● **Problem description**
Can you give all the records again without altering a single character?

Object location annotation data
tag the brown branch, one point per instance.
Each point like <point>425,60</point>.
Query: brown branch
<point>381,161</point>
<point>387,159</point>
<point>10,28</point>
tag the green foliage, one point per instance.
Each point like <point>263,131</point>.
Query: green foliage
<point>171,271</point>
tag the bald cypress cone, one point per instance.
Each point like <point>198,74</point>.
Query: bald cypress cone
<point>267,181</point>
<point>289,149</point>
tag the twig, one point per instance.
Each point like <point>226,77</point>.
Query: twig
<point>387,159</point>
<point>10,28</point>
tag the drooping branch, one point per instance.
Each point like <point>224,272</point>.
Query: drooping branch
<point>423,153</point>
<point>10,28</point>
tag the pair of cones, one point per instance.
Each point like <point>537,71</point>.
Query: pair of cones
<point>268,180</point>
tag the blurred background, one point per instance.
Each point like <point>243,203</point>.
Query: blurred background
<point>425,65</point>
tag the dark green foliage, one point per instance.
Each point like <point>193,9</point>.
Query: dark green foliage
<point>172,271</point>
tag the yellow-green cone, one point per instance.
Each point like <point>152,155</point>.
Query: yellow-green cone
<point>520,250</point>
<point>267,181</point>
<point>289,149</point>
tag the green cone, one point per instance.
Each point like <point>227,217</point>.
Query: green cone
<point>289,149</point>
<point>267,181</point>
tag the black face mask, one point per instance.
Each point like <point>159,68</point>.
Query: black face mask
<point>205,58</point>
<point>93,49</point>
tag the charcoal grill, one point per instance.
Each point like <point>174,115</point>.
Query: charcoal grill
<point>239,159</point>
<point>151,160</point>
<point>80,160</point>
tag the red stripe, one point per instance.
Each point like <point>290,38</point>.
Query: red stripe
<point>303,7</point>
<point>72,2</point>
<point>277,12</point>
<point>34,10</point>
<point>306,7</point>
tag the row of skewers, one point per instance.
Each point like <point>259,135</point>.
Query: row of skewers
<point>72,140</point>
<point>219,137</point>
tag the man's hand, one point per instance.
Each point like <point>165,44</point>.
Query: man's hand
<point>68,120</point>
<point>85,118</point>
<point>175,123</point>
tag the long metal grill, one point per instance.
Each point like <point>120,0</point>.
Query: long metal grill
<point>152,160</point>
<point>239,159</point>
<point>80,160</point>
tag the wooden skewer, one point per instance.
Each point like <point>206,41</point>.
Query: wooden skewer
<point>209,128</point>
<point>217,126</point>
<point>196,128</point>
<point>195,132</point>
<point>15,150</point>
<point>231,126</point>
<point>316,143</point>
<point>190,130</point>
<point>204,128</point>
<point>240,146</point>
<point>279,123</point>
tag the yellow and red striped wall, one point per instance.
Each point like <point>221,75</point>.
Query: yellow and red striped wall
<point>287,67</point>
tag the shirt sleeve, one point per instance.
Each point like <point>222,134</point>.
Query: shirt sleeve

● **Exercise response**
tag the brown branch, one point per instance.
Each point like <point>425,60</point>.
Query: brown branch
<point>381,161</point>
<point>387,159</point>
<point>10,28</point>
tag the green foliage, one point per instance.
Each point like <point>263,131</point>.
Query: green foliage
<point>171,271</point>
tag the bald cypress cone, one point per instance.
Each point like <point>198,74</point>.
Query: bald cypress cone
<point>267,181</point>
<point>289,149</point>
tag the twig, one point per instance.
Each point like <point>226,77</point>.
Query: twig
<point>387,159</point>
<point>10,28</point>
tag the drooping branch, one point per instance.
Each point like <point>224,272</point>.
Query: drooping branch
<point>423,153</point>
<point>10,28</point>
tag the pair of cones, one point per instance.
Each point like <point>537,71</point>.
Query: pair of cones
<point>268,180</point>
tag the blurred background, one point per instance.
Each point like <point>243,203</point>.
Query: blurred background
<point>425,65</point>
tag the dark green foliage, one point per instance.
Each point like <point>193,9</point>.
Query: dark green foliage
<point>172,271</point>
tag the yellow-green cone, one point per instance.
Each point like <point>152,155</point>.
Query: yellow-green cone
<point>520,250</point>
<point>267,181</point>
<point>289,149</point>
tag the green cone, one point per instance.
Each point like <point>227,217</point>.
Query: green cone
<point>289,149</point>
<point>267,181</point>
tag the black face mask, one point per instance.
Each point like <point>159,68</point>.
Query: black face mask
<point>205,58</point>
<point>93,49</point>
tag the charcoal grill, one point per instance.
Each point like <point>174,115</point>.
Query: charcoal grill
<point>239,159</point>
<point>151,160</point>
<point>80,160</point>
tag the red stripe, one point per instance.
Each point like <point>290,38</point>.
Query: red stripe
<point>303,7</point>
<point>72,2</point>
<point>277,12</point>
<point>34,10</point>
<point>306,7</point>
tag the row of skewers, one point per instance.
Each point like <point>259,135</point>.
Query: row of skewers
<point>72,140</point>
<point>219,137</point>
tag the man's hand, one point per instance.
Each point like <point>165,44</point>.
Query: man's hand
<point>68,120</point>
<point>85,118</point>
<point>175,123</point>
tag the long metal grill, one point per instance.
Each point like <point>120,0</point>.
Query: long metal grill
<point>152,160</point>
<point>239,159</point>
<point>80,160</point>
tag the wooden skewer, one point per instance.
Each point like <point>206,41</point>.
Query: wooden skewer
<point>209,128</point>
<point>217,126</point>
<point>196,128</point>
<point>195,132</point>
<point>15,150</point>
<point>231,126</point>
<point>316,143</point>
<point>190,130</point>
<point>204,128</point>
<point>240,146</point>
<point>279,123</point>
tag the yellow and red striped wall, one point per instance.
Each point like <point>221,75</point>.
Query: yellow and red striped wall
<point>287,67</point>
tag the shirt sleeve, one point per instance.
Each point like <point>222,134</point>.
Query: shirt sleeve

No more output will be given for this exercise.